- [YOUR OBJECTIVE]:
Extract, word for word, the stretch from "Do you dream" through "of medical care?" in the bioengineering careers page below.

BEGIN EXCERPT PROVIDED

What Do Bioengineers Do? Could you imagine being part of a team inventing machines that produce artificial organs or designing molecules with structures that target cancer cells?

Do you dream about developing cutting-edge medical devices or prosthetics that will enable people to live fuller, healthier, and longer lives?

Would you like to be of service to people, work with living systems, and apply advanced technology to the complex problems of medical care?

The field of bioengineering offers unique opportunities to make a real difference by combining engineering principles with medical and biological sciences to design and create equipment, devices, computer systems, and software used in healthcare.

Biomedical engineers 

  • Develop devices and procedures that solve medical and health-related problems by combining their knowledge of biology and medicine with engineering principles and practice.
  • Do research, along with medical scientists, to develop and evaluate systems and products such as:
    • Artificial organs
    • Prostheses instrumentation
    • Medical information systems
    • Health management and care delivery systems
  • Also may design:
    • Devices used in various medical procedures
    • Imaging systems such as magnetic resonance imaging
    • Devices for automating insulin injections or controlling body functions


  • Mechanical or electrical engineering (in addition to specialized medical training) used in areas like instrumentation design, such as arthroscopy and angioplasty
  • Biomaterials, such as bioengineered skin
  • Biomechanics used in areas such the pacemaker for the heart or the heart-lung machine
  • Medical imaging, such as magnetic resonance imaging
  • Rehabilitation engineering for areas such as kidney dialysis
  • Orthopedic engineering, such as used for artificial joints

Famous Bioengineers 

  • Treena Livingston Arinzeh – the first to demonstrate that scientists can implant donor stem cells taken from the bone marrow of adults in order to form functional bone tissue that is not rejected by the body
  • Dorothea Koh – Senior Manager at Medtronic and former Henkens Biodesign fellow, currently working at the forefront of the biomedical industry by designing user-centered medical devices that will impact lives worldwide
  • Leslie A. Geddes – best known for developing the method of obtaining the electrocardiogram and respiration from chest electrodes for NASA, which is used in patient monitoring today
  • Peter Altman – President and CEO of BioCardia, Inc., a developer of cardiovascular biotherapeutic delivery systems which enable clinical studies of cell and gene transplantation therapies to treat myocardial infarction and heart failure

Areas of Employment

  • Medical equipment and supplies manufacturing
  • Hospitals: state, local, and private
  • Research and development in the physical, engineering, and life sciences for facilities of companies and educational and medical institutions
  • Pharmaceutical and medicine manufacturing
  • Navigational, measuring, electromedical, and control instruments manufacturing
  • Government institutions including:
    • Regulatory agencies, such as the Food and Drug Administration
    • National laboratories, such as the National Institutes of Health
    • Military service, including Army, Navy, and Air Force and Veterans Administration hospitals and rehabilitation facilities

Career Guidance Suggestions for Pre-University Students

Coursework to consider
  • Pre-algebra
  • Geometry
  • Advanced algebra
  • Engineering fundamentals
  • Chemistry
  • Biology
  • Physiology
  • Calculus
  • Trigonometry
  • Statistics
  • Physics
  • Robotics
  • Programming
  • Design
  • Data analysis
  • Genetic circuits
  • Mass transfer
  • Signals and systems
  • Thermodynamics and kinetics
  • Biomedical technologies
  • Neuropharmacology
Suggested extracurricular activities
  • Competitions
  • Summer programs
  • Afterschool programs
  • Clubs
  • Internships
  • Online puzzles and games
  • Online courses
  • Maker Faires
  • Design projects
Local programs offered by
  • Science centers and museums
  • Professional societies like IEEE
  • Universities
Important Skills
  • Analytical skills: analyze the needs of patients and customers to design appropriate solutions.

END EXCERPT PROVIDED
BEGIN MATERIAL SHOWN

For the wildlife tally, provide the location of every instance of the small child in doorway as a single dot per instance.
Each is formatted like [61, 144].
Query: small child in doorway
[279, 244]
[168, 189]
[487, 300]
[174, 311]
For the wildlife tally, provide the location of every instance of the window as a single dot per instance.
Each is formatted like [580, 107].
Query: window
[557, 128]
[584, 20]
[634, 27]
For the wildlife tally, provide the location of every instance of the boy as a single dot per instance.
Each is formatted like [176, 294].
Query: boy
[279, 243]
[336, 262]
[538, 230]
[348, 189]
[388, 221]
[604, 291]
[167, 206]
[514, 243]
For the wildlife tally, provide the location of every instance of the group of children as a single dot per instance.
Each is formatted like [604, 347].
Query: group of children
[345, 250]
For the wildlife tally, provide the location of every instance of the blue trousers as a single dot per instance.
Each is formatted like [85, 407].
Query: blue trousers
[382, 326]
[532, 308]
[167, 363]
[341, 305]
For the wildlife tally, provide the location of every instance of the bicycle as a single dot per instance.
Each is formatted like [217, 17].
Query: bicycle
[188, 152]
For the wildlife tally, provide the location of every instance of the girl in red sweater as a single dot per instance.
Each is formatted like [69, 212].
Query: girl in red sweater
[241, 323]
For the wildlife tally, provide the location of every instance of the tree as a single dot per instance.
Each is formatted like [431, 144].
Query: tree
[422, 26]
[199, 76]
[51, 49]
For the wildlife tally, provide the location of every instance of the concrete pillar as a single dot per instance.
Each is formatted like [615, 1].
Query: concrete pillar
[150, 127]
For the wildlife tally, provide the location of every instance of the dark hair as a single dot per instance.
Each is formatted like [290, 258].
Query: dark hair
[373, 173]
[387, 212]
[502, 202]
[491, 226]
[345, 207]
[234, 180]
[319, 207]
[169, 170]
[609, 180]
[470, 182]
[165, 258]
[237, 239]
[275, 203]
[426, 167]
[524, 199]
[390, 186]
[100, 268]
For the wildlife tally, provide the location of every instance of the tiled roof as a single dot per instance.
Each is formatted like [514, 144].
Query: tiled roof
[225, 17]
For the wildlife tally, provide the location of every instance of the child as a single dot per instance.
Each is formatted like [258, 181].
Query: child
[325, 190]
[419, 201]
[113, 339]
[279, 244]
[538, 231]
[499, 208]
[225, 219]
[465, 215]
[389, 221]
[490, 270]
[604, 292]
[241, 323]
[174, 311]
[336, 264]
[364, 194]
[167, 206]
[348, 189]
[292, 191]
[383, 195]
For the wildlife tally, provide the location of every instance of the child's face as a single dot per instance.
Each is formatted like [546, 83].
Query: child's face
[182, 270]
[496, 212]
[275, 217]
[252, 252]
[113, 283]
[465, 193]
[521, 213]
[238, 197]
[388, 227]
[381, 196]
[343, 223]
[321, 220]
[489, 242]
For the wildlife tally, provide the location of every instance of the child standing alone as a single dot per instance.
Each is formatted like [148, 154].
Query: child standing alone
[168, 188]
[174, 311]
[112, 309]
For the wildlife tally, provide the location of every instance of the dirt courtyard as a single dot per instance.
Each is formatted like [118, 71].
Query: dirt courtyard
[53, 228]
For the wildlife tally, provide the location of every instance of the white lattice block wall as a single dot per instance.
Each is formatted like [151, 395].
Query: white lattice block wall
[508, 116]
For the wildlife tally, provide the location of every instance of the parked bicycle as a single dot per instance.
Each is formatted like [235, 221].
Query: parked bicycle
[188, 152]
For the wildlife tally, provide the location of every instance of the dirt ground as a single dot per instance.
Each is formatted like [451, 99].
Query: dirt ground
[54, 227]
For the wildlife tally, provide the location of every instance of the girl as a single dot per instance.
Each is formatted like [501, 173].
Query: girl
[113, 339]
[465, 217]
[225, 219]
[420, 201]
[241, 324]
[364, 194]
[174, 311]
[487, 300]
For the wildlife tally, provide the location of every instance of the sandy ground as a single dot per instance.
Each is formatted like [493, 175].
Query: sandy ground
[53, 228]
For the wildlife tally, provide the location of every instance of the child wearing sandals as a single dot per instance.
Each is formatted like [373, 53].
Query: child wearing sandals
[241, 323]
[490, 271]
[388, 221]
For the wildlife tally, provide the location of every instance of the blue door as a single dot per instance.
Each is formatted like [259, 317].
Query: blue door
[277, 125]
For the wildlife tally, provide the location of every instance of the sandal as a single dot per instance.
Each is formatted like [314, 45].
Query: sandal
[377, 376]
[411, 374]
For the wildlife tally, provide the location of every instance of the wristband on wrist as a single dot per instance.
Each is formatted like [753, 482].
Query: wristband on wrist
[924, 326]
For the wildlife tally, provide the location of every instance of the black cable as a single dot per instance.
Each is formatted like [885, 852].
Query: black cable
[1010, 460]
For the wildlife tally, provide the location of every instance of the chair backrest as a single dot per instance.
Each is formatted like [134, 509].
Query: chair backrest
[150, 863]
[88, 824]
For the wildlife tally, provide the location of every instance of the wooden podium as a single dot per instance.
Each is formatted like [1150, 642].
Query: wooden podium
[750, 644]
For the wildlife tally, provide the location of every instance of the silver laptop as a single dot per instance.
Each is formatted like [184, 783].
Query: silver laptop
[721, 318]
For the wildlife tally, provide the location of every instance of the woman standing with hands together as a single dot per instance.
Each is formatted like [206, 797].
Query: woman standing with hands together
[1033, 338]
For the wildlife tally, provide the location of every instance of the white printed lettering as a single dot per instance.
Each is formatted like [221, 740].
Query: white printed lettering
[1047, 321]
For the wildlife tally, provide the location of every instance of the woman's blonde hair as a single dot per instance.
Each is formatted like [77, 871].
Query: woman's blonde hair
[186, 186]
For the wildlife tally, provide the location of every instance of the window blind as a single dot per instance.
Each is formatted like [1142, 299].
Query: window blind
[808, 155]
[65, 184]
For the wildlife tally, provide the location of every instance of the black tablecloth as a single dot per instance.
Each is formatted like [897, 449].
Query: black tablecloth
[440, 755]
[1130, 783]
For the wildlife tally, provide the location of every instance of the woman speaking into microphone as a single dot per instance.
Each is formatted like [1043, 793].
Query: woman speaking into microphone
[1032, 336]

END MATERIAL SHOWN

- [ANSWER AREA]:
Do you dream about developing cutting-edge medical devices or prosthetics that will enable people to live fuller, healthier, and longer lives?

Would you like to be of service to people, work with living systems, and apply advanced technology to the complex problems of medical care?